**Task to complete**: Emit only the lines from the line containing "Where can you see the mountain in" through the last line of the entries, unchanged.

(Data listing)

==================================================

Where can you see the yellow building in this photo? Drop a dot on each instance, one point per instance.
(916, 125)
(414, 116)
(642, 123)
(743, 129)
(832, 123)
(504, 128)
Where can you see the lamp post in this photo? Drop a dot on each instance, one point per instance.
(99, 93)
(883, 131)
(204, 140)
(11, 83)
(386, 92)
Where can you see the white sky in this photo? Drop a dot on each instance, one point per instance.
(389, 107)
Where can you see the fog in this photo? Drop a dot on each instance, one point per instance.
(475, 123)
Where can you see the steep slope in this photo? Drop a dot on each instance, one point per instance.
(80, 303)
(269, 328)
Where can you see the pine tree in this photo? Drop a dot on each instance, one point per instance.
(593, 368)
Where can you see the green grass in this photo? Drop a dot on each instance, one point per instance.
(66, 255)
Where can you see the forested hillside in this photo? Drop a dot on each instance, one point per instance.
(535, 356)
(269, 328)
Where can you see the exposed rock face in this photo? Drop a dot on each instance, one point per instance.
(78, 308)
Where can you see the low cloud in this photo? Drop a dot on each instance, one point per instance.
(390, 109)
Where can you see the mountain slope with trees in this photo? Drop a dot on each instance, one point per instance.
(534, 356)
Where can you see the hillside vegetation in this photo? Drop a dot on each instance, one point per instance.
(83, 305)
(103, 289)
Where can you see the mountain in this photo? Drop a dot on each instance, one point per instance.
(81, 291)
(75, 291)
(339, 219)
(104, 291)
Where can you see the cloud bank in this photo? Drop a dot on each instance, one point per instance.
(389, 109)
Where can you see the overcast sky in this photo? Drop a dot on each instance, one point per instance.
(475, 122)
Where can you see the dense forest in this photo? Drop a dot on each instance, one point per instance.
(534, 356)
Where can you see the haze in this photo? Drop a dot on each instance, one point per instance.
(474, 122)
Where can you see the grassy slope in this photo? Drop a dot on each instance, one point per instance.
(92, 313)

==================================================

**Answer to this exercise**:
Where can you see the mountain in this photo? Drop a dot on each instance, one point per instance.
(81, 291)
(75, 291)
(339, 219)
(104, 291)
Where can you see the cloud bank in this photo? Drop a dot on each instance, one point per instance.
(389, 109)
Where can you see the overcast sky in this photo? Drop a dot on each instance, one point per instance.
(475, 122)
Where can you see the dense forest in this photo? Drop a dot on each instance, one point per instance.
(534, 356)
Where can you see the haze in this photo? Drop a dot on each instance, one point per instance.
(474, 122)
Where can you see the grassy slope in this photo? Drop a dot on each instance, one point per instance.
(92, 313)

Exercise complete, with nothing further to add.